Exercise description: Convert the lines of the material below into a JSON list of strings, one string per line with blank lines omitted, starting at the line that contains "Can you see the white knit" and ending with the final line of the material.

[Records contained in a dataset]
=======
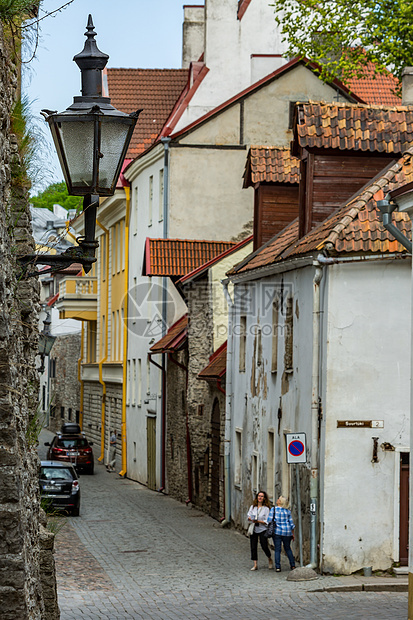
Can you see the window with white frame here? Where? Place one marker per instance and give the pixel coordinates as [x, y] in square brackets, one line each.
[238, 458]
[242, 342]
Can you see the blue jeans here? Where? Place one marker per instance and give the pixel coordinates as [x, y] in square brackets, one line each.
[286, 541]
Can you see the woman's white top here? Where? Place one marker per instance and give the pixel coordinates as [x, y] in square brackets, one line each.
[261, 514]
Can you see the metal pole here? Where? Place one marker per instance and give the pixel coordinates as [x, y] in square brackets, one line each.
[300, 530]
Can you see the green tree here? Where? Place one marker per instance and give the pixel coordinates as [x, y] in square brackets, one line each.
[343, 35]
[56, 194]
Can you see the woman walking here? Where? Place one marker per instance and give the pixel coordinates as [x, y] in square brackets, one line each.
[283, 532]
[258, 514]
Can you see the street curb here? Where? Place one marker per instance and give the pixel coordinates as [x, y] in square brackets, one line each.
[367, 587]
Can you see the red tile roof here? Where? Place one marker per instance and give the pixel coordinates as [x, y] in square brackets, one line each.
[174, 338]
[155, 91]
[271, 164]
[376, 89]
[353, 126]
[202, 268]
[217, 366]
[177, 257]
[356, 227]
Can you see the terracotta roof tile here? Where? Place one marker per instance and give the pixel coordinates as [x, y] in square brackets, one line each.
[217, 366]
[174, 338]
[177, 257]
[378, 90]
[356, 227]
[155, 91]
[353, 126]
[271, 164]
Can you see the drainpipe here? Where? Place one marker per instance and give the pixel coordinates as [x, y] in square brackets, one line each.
[163, 414]
[165, 142]
[228, 410]
[105, 352]
[314, 481]
[125, 335]
[188, 436]
[386, 208]
[79, 376]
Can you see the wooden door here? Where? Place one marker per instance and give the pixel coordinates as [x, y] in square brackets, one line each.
[151, 451]
[404, 509]
[215, 459]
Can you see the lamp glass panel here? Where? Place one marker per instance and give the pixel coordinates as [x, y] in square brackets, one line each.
[77, 138]
[112, 141]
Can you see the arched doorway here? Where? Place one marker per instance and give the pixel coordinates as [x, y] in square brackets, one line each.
[215, 459]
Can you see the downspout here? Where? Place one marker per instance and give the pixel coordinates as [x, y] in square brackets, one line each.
[163, 404]
[125, 334]
[188, 437]
[165, 142]
[228, 411]
[314, 481]
[79, 375]
[105, 352]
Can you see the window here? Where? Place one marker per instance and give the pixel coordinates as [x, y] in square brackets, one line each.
[161, 191]
[150, 209]
[238, 457]
[242, 342]
[288, 335]
[254, 472]
[271, 464]
[91, 341]
[275, 326]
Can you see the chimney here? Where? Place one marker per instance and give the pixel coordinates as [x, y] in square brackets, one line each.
[193, 34]
[407, 86]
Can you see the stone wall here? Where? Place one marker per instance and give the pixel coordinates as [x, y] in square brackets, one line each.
[20, 583]
[64, 385]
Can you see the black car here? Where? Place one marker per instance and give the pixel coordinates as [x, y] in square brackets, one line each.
[59, 486]
[72, 447]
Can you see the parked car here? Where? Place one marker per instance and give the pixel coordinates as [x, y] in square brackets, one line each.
[59, 486]
[72, 447]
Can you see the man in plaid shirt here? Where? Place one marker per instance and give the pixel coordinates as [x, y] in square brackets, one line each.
[283, 531]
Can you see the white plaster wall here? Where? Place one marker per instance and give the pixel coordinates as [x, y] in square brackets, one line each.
[368, 358]
[206, 196]
[256, 392]
[229, 44]
[144, 328]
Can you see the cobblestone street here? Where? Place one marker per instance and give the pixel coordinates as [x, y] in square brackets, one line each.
[135, 553]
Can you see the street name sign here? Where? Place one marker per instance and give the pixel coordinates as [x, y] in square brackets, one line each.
[296, 447]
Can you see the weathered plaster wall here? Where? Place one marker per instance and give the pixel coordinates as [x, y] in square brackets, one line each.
[20, 573]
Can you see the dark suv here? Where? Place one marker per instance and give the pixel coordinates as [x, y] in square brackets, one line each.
[72, 447]
[59, 486]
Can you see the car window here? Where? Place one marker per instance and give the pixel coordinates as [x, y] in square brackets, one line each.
[76, 442]
[56, 473]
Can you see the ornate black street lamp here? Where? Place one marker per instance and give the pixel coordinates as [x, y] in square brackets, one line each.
[91, 138]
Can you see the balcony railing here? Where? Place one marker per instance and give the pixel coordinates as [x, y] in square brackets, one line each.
[78, 298]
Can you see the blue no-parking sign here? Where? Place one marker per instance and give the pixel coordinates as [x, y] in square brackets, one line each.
[296, 447]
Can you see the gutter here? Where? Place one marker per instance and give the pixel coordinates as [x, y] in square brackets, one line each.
[125, 335]
[228, 411]
[105, 352]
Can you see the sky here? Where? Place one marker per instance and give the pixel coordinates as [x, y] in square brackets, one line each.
[134, 33]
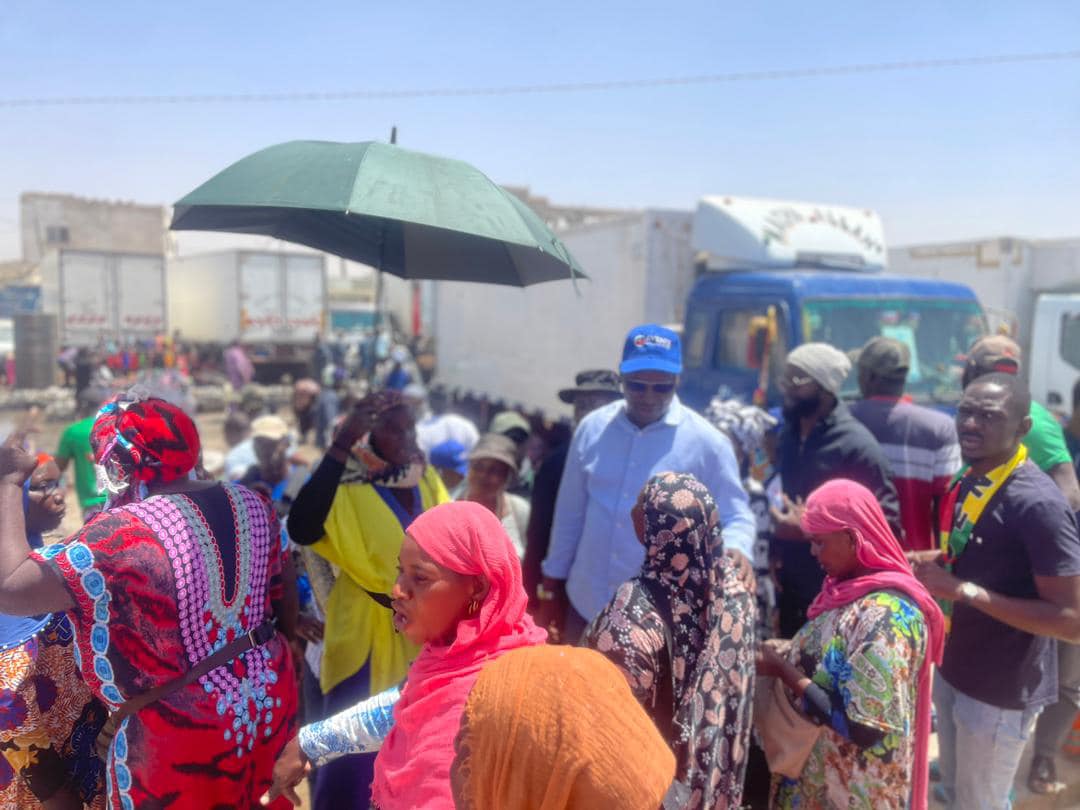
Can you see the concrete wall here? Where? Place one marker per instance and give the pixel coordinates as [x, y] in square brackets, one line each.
[51, 221]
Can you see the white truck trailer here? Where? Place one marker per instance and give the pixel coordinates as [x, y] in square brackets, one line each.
[97, 294]
[274, 302]
[523, 345]
[1030, 287]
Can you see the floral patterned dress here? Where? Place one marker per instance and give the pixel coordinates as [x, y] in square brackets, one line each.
[157, 590]
[866, 657]
[683, 634]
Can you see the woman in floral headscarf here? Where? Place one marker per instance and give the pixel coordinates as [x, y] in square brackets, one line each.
[353, 511]
[683, 633]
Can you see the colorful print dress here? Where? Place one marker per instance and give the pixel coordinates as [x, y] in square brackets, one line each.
[683, 634]
[49, 721]
[156, 592]
[866, 656]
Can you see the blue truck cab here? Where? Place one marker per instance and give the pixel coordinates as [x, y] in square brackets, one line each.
[810, 273]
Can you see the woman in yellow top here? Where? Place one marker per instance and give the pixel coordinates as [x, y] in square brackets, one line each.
[353, 511]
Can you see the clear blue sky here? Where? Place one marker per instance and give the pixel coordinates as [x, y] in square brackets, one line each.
[941, 153]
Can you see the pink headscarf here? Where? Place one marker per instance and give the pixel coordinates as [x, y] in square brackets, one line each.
[413, 768]
[845, 505]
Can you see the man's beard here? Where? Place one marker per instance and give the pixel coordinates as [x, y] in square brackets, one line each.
[801, 408]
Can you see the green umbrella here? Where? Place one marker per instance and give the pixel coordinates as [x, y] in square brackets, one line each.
[406, 213]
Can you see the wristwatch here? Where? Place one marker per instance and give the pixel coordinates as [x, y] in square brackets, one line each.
[543, 594]
[969, 591]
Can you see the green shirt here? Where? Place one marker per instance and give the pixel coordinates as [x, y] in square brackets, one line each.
[75, 445]
[1045, 441]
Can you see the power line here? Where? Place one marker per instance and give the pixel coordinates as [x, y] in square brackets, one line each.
[589, 86]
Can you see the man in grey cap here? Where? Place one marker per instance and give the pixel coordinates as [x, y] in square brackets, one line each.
[920, 444]
[820, 442]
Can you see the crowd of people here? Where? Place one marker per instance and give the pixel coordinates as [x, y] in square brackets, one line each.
[657, 609]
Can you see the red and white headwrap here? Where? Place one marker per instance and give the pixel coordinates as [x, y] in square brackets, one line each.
[138, 442]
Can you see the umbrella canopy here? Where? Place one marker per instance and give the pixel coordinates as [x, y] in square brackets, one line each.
[414, 215]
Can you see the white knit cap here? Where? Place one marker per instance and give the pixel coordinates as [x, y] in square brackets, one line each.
[826, 364]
=======
Full solution:
[
  "Can you see the white knit cap here? Where? Place one marker per instance and give the pixel coordinates as [x, y] in square brackets, one line each.",
  "[826, 364]"
]